== Listed records

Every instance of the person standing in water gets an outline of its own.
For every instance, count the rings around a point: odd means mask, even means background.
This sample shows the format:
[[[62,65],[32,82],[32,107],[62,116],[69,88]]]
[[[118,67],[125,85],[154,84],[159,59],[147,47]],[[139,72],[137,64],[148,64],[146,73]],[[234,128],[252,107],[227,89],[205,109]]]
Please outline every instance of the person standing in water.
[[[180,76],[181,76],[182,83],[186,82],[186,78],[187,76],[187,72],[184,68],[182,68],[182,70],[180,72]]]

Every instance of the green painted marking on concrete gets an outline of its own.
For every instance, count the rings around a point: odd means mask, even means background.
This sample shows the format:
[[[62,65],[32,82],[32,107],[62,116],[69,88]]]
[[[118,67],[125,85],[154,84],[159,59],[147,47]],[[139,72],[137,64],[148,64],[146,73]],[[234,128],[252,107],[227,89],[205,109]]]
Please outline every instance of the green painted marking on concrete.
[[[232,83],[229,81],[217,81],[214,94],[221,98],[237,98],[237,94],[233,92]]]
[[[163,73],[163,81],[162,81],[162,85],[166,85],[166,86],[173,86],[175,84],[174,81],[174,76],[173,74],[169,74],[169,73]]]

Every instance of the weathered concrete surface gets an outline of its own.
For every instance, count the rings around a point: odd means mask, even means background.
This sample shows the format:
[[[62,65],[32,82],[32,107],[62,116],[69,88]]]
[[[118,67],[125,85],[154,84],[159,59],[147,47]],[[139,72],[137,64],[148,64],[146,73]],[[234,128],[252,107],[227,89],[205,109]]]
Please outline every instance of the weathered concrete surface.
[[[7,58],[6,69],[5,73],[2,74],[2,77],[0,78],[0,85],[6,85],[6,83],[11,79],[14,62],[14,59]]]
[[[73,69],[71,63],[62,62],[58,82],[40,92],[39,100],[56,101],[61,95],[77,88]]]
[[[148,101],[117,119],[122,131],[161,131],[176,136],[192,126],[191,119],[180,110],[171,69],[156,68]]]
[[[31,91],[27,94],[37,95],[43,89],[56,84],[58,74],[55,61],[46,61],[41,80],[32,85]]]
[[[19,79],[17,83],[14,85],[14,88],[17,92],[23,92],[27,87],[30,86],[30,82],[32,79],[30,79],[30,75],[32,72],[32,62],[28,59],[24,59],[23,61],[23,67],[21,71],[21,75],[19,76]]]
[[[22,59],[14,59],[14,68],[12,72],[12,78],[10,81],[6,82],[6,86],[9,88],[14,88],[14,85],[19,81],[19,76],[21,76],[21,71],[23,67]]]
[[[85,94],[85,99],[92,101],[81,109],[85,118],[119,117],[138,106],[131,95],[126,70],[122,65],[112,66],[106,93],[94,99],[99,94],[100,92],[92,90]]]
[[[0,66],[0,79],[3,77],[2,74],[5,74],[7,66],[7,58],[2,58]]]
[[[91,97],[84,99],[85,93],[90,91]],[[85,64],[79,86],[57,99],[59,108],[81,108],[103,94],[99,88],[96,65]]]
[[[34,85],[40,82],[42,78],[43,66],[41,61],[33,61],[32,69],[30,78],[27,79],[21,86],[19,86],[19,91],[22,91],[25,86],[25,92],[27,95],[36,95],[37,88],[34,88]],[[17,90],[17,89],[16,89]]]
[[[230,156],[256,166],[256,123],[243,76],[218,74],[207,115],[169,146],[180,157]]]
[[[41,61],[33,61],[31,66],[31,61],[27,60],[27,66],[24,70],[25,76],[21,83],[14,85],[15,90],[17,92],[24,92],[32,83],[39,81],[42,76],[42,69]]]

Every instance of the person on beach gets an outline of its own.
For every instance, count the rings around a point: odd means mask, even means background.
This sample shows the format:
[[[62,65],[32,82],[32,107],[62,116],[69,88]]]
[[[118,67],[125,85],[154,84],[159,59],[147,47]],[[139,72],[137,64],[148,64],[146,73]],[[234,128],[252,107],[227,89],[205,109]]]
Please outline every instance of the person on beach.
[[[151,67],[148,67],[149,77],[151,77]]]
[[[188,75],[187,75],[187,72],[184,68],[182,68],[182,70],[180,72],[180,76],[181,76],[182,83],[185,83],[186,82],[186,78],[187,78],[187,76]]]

====

» Challenge
Count the lines in the records that contain the string "weathered", treating uppercase and lowercase as different. Reply with the number alone.

» Task output
2